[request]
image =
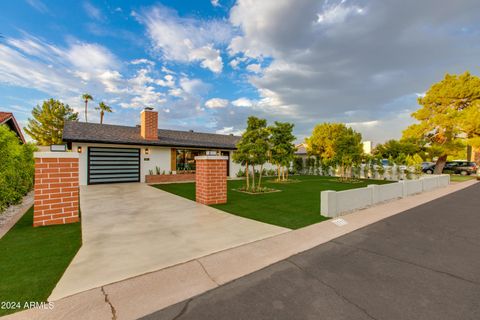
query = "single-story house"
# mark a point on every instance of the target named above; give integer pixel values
(114, 153)
(8, 119)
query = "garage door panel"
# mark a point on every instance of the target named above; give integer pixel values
(112, 165)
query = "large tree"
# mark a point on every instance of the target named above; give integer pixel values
(445, 118)
(46, 127)
(102, 107)
(336, 144)
(397, 150)
(252, 149)
(282, 147)
(86, 97)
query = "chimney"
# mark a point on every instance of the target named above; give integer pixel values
(149, 124)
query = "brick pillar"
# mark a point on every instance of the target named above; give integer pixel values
(56, 188)
(211, 179)
(149, 124)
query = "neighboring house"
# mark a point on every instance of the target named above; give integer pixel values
(367, 147)
(8, 119)
(113, 153)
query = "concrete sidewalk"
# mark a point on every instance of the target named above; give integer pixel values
(142, 295)
(130, 229)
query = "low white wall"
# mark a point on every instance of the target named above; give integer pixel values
(386, 192)
(412, 187)
(336, 203)
(349, 200)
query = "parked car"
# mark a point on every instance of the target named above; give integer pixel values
(457, 167)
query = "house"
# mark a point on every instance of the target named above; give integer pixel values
(8, 119)
(114, 153)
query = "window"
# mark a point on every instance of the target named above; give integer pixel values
(186, 159)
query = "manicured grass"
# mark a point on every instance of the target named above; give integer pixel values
(459, 178)
(297, 206)
(32, 260)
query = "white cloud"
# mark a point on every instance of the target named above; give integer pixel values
(91, 57)
(216, 103)
(185, 39)
(193, 86)
(92, 11)
(209, 57)
(142, 61)
(38, 5)
(337, 12)
(229, 130)
(254, 67)
(242, 102)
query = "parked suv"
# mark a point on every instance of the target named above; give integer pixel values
(457, 167)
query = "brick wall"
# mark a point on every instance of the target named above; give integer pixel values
(211, 179)
(149, 125)
(56, 188)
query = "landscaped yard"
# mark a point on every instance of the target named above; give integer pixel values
(32, 260)
(296, 206)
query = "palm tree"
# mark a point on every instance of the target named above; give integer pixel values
(103, 108)
(86, 97)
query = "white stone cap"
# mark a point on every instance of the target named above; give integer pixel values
(211, 158)
(55, 155)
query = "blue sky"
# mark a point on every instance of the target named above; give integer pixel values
(207, 65)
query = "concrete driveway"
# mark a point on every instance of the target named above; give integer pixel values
(131, 229)
(421, 264)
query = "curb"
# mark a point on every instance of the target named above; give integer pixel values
(144, 294)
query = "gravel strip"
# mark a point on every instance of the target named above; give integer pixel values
(15, 210)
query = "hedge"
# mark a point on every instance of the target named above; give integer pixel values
(16, 168)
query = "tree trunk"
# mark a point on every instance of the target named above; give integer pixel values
(253, 177)
(260, 177)
(246, 174)
(469, 153)
(86, 110)
(440, 164)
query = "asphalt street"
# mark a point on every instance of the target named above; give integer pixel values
(423, 264)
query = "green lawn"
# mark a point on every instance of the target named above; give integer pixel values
(296, 206)
(32, 260)
(459, 178)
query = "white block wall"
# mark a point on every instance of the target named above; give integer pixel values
(336, 203)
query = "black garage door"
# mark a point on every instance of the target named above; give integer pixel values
(113, 165)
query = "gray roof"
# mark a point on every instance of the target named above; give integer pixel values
(113, 134)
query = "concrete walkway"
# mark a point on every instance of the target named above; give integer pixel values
(131, 229)
(145, 294)
(421, 264)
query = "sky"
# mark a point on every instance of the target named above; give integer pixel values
(206, 65)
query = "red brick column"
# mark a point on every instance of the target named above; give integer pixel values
(56, 188)
(211, 179)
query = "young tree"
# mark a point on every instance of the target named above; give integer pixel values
(252, 149)
(102, 107)
(336, 144)
(446, 109)
(396, 150)
(86, 97)
(348, 151)
(46, 127)
(282, 146)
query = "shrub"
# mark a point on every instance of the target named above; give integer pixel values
(241, 173)
(271, 172)
(16, 168)
(298, 165)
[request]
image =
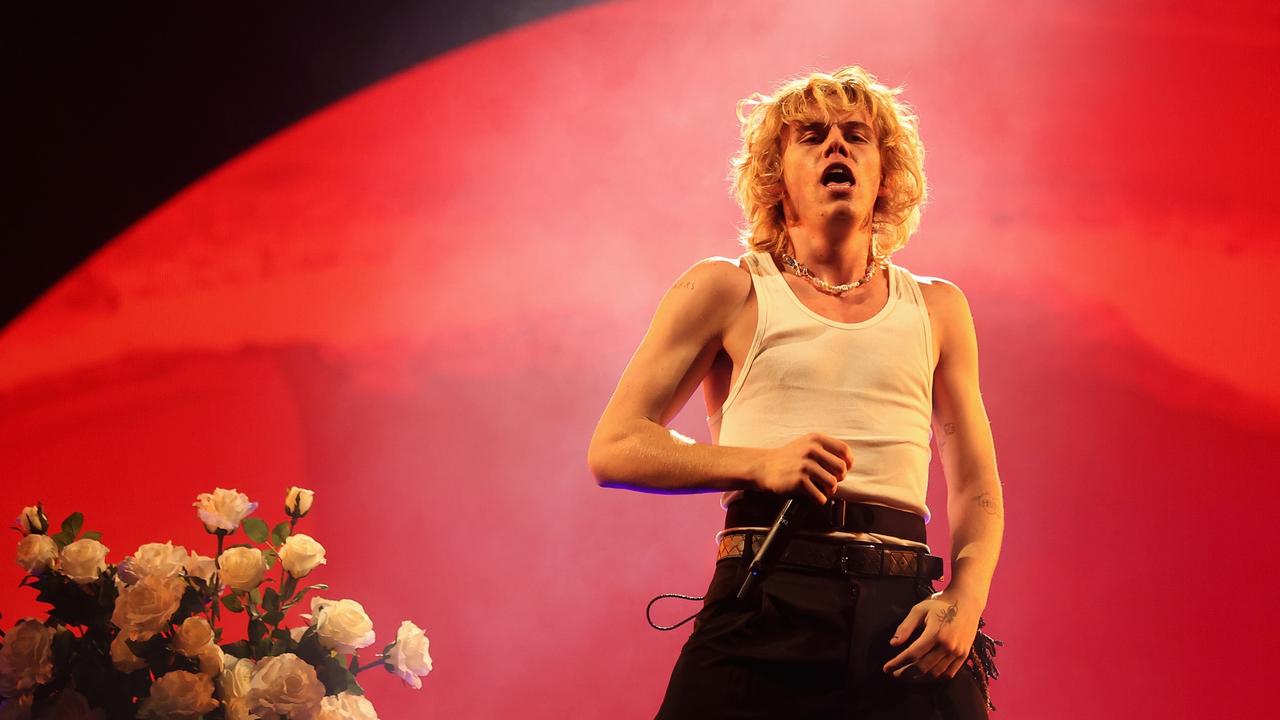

○ ○ ○ ○

Set exercise ▸ How many lines in the items above contain the string "house"? Case matters. Reply with the number only.

Right answer ▸ 3